### [TASK]
List every line in the data below that contains the word "flower", copying each line in full; case counts.

### [Region annotation data]

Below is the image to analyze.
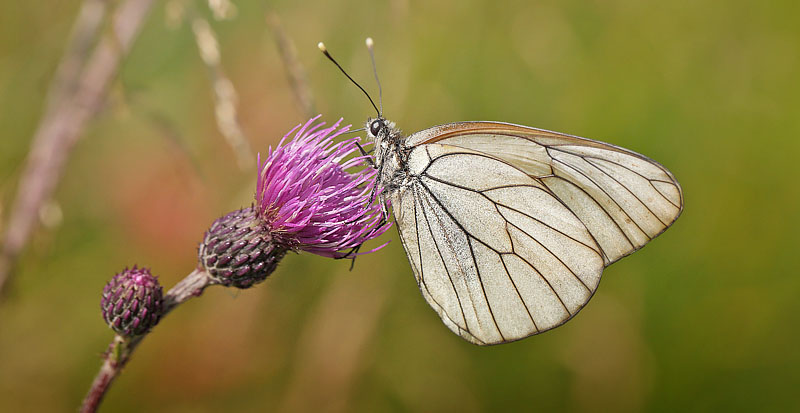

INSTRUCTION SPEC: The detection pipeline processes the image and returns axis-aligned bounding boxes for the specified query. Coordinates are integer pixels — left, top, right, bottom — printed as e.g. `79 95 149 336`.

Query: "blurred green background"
0 0 800 412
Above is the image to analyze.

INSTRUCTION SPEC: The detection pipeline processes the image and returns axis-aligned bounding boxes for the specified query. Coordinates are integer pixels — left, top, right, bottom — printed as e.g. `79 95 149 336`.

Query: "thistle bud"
198 207 286 288
100 266 163 337
198 116 389 288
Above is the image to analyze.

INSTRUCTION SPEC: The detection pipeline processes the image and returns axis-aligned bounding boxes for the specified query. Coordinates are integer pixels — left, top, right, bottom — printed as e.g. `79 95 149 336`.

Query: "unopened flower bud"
198 207 286 288
100 266 163 337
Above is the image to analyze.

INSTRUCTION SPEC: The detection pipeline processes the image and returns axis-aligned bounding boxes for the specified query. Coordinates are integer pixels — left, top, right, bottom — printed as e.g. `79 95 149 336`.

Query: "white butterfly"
320 40 683 345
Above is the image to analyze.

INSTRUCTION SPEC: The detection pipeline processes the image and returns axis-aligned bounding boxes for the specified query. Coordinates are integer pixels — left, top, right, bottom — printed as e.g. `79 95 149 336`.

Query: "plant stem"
80 269 215 413
0 0 153 293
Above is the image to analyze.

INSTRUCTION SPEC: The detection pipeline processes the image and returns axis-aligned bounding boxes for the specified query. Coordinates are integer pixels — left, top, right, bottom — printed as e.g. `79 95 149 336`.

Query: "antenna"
367 37 383 116
317 42 381 117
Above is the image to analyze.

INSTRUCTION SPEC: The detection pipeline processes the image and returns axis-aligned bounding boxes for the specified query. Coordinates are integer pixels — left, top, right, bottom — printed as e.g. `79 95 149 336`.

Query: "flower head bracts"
255 116 389 258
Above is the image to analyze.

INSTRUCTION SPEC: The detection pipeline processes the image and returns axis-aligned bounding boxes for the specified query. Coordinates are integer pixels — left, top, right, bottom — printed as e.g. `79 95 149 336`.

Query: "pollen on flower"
255 116 389 258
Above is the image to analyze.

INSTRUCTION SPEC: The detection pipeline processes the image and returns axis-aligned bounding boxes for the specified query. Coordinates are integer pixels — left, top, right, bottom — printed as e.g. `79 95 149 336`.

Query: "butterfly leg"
356 142 375 168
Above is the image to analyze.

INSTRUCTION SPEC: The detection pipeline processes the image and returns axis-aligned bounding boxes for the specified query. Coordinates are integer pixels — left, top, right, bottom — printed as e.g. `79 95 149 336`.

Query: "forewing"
406 122 683 265
392 144 604 345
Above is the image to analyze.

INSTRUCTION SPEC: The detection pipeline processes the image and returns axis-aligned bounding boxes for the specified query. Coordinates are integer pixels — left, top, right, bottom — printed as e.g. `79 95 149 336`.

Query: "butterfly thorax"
366 117 409 195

### [RESPONSE]
Query: "unopened flower bud"
Query: "flower head bracts"
Query: "pollen on flower"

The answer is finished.